Thursday, 29 January 2015

An update on Napoleon and the Australian DVD

Belated apologies for the silence but a computer keyboard glitch prevented any activity. Following the earlier post on the DVD release in Australia, the only official DVD ever  issued anywhere in the world, cinephile and collector Neil McGlone writes:

  • Yes, the only legitimate home format release of the film is the Australian DVD featuring the much shorter version of the film with Coppola's father's score. There have been numerous Asian bootleg DVDs posing as official releases, butthey are of poor quality.
  • Coppola's company Zoetrope owned the rights to the 144min version of Napoleon that featured his father's score. The score issue was one of the main reasons in the litigation between Coppola and Brownlow. Carmine Coppola's score was synched to the movie running at 24 fps. When Brownlow did some additional restoration, found some additional footage and fought for the movie to run at his original frame rate, it was clear they couldn't use the Carmine Coppola score anymore and he asked Carl Davis to come up with something new. To honour the memory of his father, Coppola tried to block any showing of the improved Brownlow version, which is why there's no home video release of NapolĂ©on: either the publisher has to use a very dated copy, or they get a cease and desist mail by Zoetrope.

* **Stated problem 1**
Reproduce the part of the post on Napoleon and the Australian DVD that opens with the words containing "An update on" and closes with "of poor quality.".
* **Stated problem 2**
Answer these from the post on Napoleon and the Australian DVD:
(a) In which country was the only official DVD of the film issued?
(b) At what frame rate was Carmine Coppola's score synched to the movie?
(c) Whom did Brownlow ask to come up with a new score?
* **Stated problem 3**
Please extend the post on Napoleon and the Australian DVD, picking up after its final sentence.

* **Dataset section**
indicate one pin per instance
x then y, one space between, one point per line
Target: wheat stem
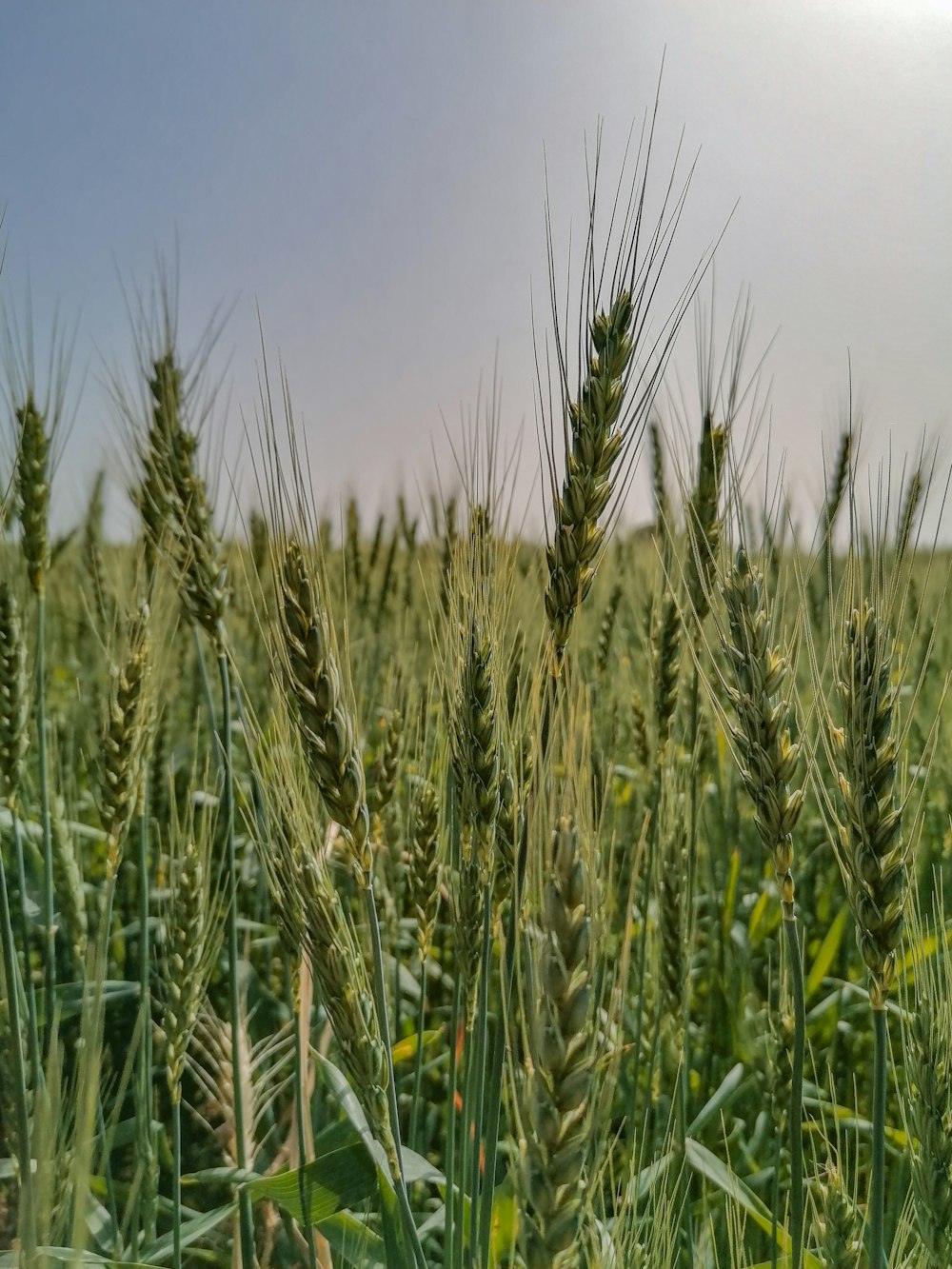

* **Answer 1**
An update on Napoleon and the Australian DVD

Belated apologies for the silence but a computer keyboard glitch prevented any activity. Following the earlier post on the DVD release in Australia, the only official DVD ever  issued anywhere in the world, cinephile and collector Neil McGlone writes:

  • Yes, the only legitimate home format release of the film is the Australian DVD featuring the much shorter version of the film with Coppola's father's score. There have been numerous Asian bootleg DVDs posing as official releases, butthey are of poor quality.

* **Answer 2**
(a) Australia
(b) 24 fps
(c) Carl Davis

* **Answer 3**
  • The fact that in 2012 two screenings of Brownlow's version took place in Oakland (Coppola lives in San Francisco, just down the road) indicates that there has been a mellowing on Coppola's part. The film was then screened in various parts of Europe in 2014 using Brownlow's longer version with Davis' accompanying score.
  • Kevin mentioned to me last year on two occasions that Coppola's claim on the rights of the film was just that, a claim, with little foundation, when it came to Brownlow's restoration and new score intact. I suspect, and this is only my personal opinion, that if it did ever reach court that Coppola may have difficulty proving his right to a film that has since changed considerably from the version he originally owned the rights to. On this basis the film was being looked at by the BFI to release a DVD/Blu Ray of the film and work is believed to be in progress on this, but it will take a long time before we see the end results. The film is such a spectacle that trying to replicate the experience of seeing such an epic on the small screen is nigh on impossible, especially when you take into account the triptych sequence in the final act that takes up three large cinema screens alone! It will appear at some point, but who knows when. Criterion, I also believe, have first dibs on a US release!
Hope that gives a little more "meat on the bones" !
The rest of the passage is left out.